Однажды, сделав днёвку в лесу, на берегу Немана вечером мы варили уху из свеженаловленной нами собственными руками (без сетей и удочек) рыбы, когда из лесу к нам подошли двое мужчин:
– Вы из Москвы?
– Да.
– Кто старший?
– Я, старшая пионервожатая, – ответила Галина Федоровна.
Посмотрели на её несолидный вид: хрупкая девчонка с двумя косичками-хвостиками
– А кто ещё?
– Мы, – вперед вышли три наших будущих десятиклассника: Виталий Алексенко, Боря Фавр и Володя Федосеев.
– А кто старший по партийной линии?
– Я секретарь комсомольской организации школы, – ответил я.
Изучив меня пытливыми взглядами, они попросили:
– Пойдем с нами.
На попытки ребят воспрепятствовать, они впервые улыбнулись и пообещали привести меня назад не позже, чем через 1,5 – 2 часа.
Минут через 10 – 15 они привели меня к костру, которым занимался ещё один мужчина. Предложив мне место у костра, они представились. Оказалось, что эти три человека являются членами подпольной (!!!) ячейки ВКП(б). В ответ на моё недоумение они разъяснили, что эта территория исторически принадлежала Польше и, хотя у них давно создан колхоз, живут люди, в основном, на разбросанных на расстоянии друг от друга хуторах. Преданные Советской власти люди, в большинстве своем, погибли во время войны, а те, кто лояльно или нейтрально относились к фашистской оккупации – уцелели, мелкие же фашистские прихвостни, чью вину в злодействах доказать не удалось, давно отбыли свои наказания. Таким образом, эти две группы населения в этом районе составляют абсолютное большинство, и их отношение к власти не совсем такое, как об этом пишут в прессе. Поэтому свои партийные вопросы ячейка обсуждает тайком в лесу подальше от посторонних глаз. Они разъяснили, что, т.к. радио у них нет, а пресса приходит очень нерегулярно и с опозданием не менее 2-х недель, то имеющаяся информация о появлении в их окрестностях группы москвичей позволила им надеяться на полноценную политинформацию о событиях в стране и за рубежом. Со своей стороны они предупредили, что мы должны быть осторожны в своих расспросах, т.к. не всем нравится их направленность, и лучше они подскажут нам, куда идти и с кем общаться. Через два часа, довольные друг другом, мы вернулись к нашему лагерю, где уже начиналась некоторая паника, а мой друг Женька Лейбович агитировал ребят вооружиться топорами и идти мне на помощь. Утром, перед нашим уходом, один из вечерних гостей принес нам с пожеланиями успехов в нашей миссии несколько свежеиспеченных их женами буханок хлеба.

__ТЕКСТ ЗАДАНИЯ__
Продолжите воспоминания о встрече с подпольной партийной ячейкой у Немана, начав сразу после их последнего предложения. Приведённые далее пункты взяты из другого источника.

__ИЗВЛЕЧЁННЫЕ ДАННЫЕ__

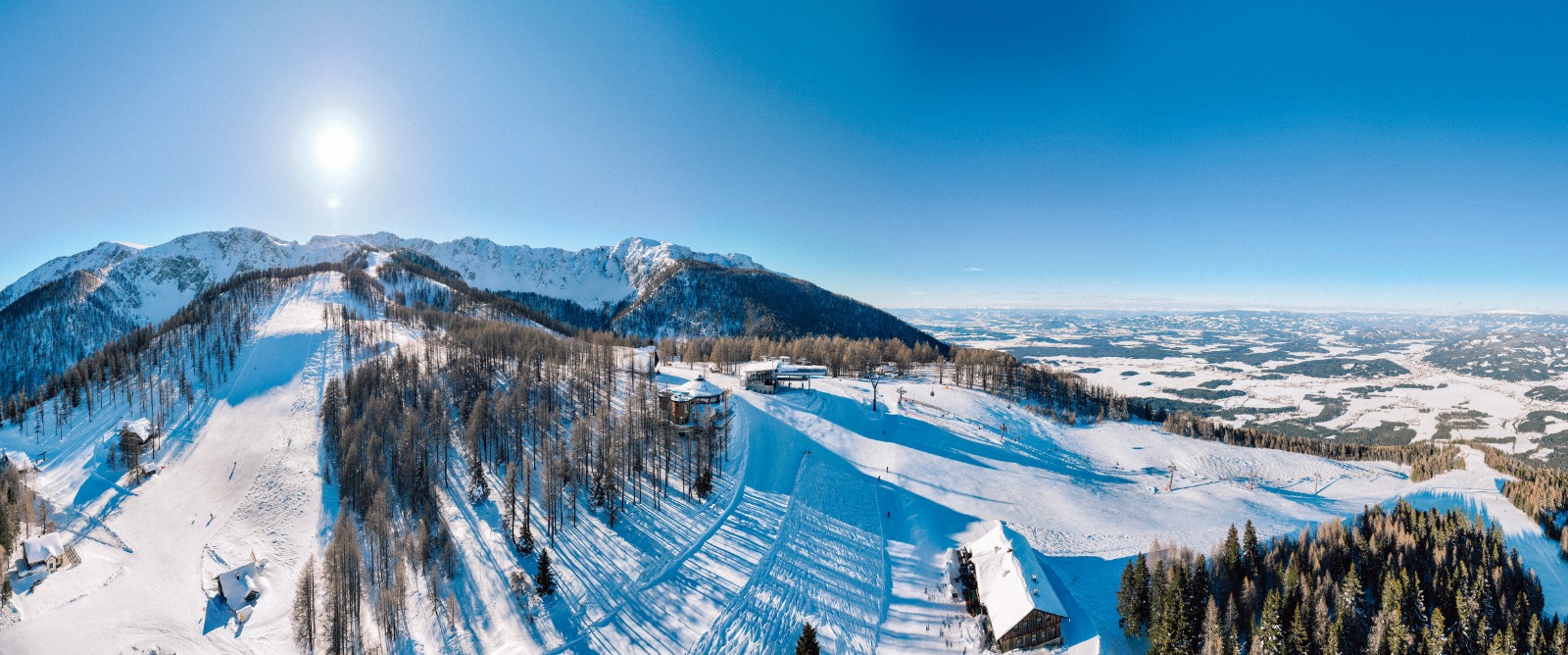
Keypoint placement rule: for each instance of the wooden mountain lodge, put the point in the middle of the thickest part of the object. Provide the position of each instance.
(1004, 580)
(694, 405)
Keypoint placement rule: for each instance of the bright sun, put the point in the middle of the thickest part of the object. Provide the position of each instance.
(336, 148)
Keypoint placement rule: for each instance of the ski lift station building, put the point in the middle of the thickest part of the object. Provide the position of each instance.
(765, 377)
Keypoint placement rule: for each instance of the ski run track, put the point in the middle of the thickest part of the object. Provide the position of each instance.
(827, 513)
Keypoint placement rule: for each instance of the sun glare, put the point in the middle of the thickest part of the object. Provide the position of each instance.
(336, 148)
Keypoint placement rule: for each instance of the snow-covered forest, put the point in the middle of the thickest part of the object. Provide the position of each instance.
(405, 464)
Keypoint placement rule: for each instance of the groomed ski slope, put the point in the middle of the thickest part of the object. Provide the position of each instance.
(827, 513)
(239, 474)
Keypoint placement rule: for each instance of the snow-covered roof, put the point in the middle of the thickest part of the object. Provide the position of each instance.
(41, 549)
(20, 460)
(695, 389)
(1010, 579)
(140, 427)
(752, 367)
(804, 370)
(239, 583)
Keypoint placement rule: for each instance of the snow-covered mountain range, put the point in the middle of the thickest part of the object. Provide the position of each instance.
(639, 287)
(148, 284)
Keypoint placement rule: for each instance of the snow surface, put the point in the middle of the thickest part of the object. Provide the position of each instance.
(825, 511)
(149, 284)
(1010, 580)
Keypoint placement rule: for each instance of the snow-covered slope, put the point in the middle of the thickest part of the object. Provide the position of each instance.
(827, 511)
(151, 282)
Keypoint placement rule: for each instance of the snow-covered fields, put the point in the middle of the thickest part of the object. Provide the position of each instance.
(828, 511)
(1366, 378)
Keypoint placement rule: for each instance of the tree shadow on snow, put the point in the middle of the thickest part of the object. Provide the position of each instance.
(271, 362)
(933, 439)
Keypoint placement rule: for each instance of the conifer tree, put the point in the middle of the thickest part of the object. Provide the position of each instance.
(1231, 565)
(807, 643)
(1250, 550)
(1269, 631)
(1133, 599)
(545, 577)
(305, 607)
(1212, 631)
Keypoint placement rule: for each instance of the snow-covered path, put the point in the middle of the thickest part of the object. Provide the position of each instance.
(827, 513)
(247, 479)
(1476, 489)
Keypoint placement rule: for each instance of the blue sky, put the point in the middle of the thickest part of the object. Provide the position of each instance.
(1058, 154)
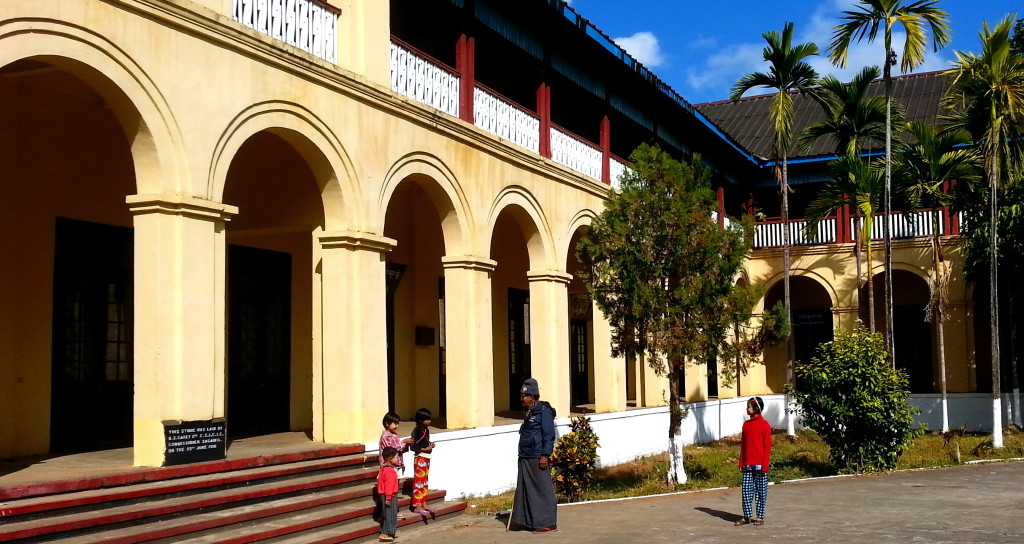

__ПИСЬМЕННЫЙ ОТВЕТ__
Уже на следующий день мы убедились в правоте предупреждения "подпольщиков" – проходя по полю в сторону одного из хуторов (до сих пор помню его название – хутор "Коза") мы были обстреляны из леса.
Совместно решили изменить маршрут и не идти "на абум Лазаря", а обратиться к рекомендованным людям. В итоге, от одного к другому мы сумели найти троих бывших "Фрунзенцев". Разделившись на группы, мы собрали этих троих в школе, где преподавал один из них – в прошлом кадровый военный, раненный во время разгрома бригады, прошедший муки фашистских концлагерей и Гулага.
Картина этой встречи ветеранов, не видевших друг друга и не слышавших о других с февраля 1943 года, ярка, как при свете молнии. Затаившись в углу комнаты, не разговаривая, чтобы не помешать им, мы наблюдали за слезами радости от встречи и горечи от потери друзей, слушали их песни. Несколько раз за вечер и ночь этой встречи они напевали песню "О Лавском бое", написанную их погибшим боевым другом в ознаменовании победы, одержанной в ходе первой антипартизанской карательной операции совместно несколькими партизанскими отрядами, которые после этой победы объединились и создали бригаду им. Фрунзе. Мы записывали все, что говорилось: имена, даты, места событий и т.д.